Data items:
------------------------------------

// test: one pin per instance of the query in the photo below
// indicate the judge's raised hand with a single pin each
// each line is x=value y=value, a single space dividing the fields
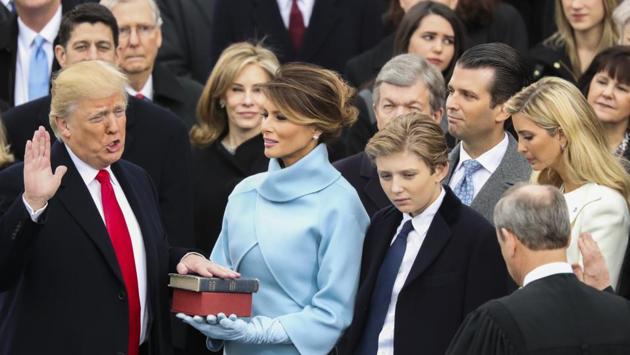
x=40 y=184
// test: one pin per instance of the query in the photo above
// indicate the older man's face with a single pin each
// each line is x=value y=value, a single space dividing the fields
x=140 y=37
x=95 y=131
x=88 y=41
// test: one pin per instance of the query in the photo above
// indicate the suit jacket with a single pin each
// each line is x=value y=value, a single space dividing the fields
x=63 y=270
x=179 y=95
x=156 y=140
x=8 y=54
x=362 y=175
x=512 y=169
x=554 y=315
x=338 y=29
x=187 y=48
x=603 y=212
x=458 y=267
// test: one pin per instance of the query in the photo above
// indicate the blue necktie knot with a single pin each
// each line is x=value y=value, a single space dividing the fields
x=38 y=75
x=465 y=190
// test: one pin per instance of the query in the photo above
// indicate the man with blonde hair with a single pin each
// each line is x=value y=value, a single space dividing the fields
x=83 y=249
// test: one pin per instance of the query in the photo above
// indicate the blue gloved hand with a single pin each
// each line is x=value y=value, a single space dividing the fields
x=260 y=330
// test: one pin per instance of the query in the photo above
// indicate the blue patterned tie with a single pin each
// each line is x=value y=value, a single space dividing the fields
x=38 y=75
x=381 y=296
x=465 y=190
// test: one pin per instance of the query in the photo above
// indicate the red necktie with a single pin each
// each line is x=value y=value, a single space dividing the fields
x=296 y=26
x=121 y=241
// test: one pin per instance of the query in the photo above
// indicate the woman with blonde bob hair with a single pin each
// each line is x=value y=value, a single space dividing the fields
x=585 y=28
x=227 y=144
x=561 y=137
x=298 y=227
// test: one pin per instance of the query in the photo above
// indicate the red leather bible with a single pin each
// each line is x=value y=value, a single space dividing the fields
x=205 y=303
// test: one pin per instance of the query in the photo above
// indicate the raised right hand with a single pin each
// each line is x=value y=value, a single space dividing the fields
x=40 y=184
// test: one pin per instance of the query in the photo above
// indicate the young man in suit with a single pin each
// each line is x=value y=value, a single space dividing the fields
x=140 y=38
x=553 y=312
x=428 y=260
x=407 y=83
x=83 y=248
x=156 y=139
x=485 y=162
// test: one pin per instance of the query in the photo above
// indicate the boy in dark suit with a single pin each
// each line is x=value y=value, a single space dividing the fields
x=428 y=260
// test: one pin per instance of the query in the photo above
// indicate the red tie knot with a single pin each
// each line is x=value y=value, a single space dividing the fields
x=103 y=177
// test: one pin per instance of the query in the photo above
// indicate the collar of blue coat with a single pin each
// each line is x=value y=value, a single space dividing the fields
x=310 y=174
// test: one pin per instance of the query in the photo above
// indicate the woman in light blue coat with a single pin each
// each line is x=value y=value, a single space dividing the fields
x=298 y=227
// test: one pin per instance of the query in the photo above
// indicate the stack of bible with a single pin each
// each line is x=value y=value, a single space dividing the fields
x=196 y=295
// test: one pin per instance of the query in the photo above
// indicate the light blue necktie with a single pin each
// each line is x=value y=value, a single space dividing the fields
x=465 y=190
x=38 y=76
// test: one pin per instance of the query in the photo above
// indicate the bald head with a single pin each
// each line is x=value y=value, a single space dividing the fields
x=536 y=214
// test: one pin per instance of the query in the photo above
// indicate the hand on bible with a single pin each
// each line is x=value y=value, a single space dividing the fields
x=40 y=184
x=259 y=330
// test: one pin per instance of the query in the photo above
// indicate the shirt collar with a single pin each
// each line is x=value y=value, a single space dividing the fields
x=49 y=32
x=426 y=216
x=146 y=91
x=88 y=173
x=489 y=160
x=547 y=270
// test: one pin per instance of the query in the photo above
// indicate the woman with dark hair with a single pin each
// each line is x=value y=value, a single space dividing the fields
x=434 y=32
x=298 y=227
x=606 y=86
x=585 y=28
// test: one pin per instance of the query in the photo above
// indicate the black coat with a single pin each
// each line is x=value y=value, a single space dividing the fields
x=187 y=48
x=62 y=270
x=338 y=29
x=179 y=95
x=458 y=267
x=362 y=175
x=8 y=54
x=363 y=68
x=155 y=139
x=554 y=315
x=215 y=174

------------------------------------

→ AIM OF THE TASK
If a picture appears among the records, leave it out, and otherwise reproduce exactly every line from the first line through the one with "face with a single pin each", both included.

→ ANSWER BOX
// test: one pin per instance of the query in the photo below
// indicate the judge's raised hand with a single pin each
// each line is x=value y=value, a single space dividing the fields
x=40 y=184
// test: one pin per instance of the query in the photo above
// indicate the older man's face with a single pin each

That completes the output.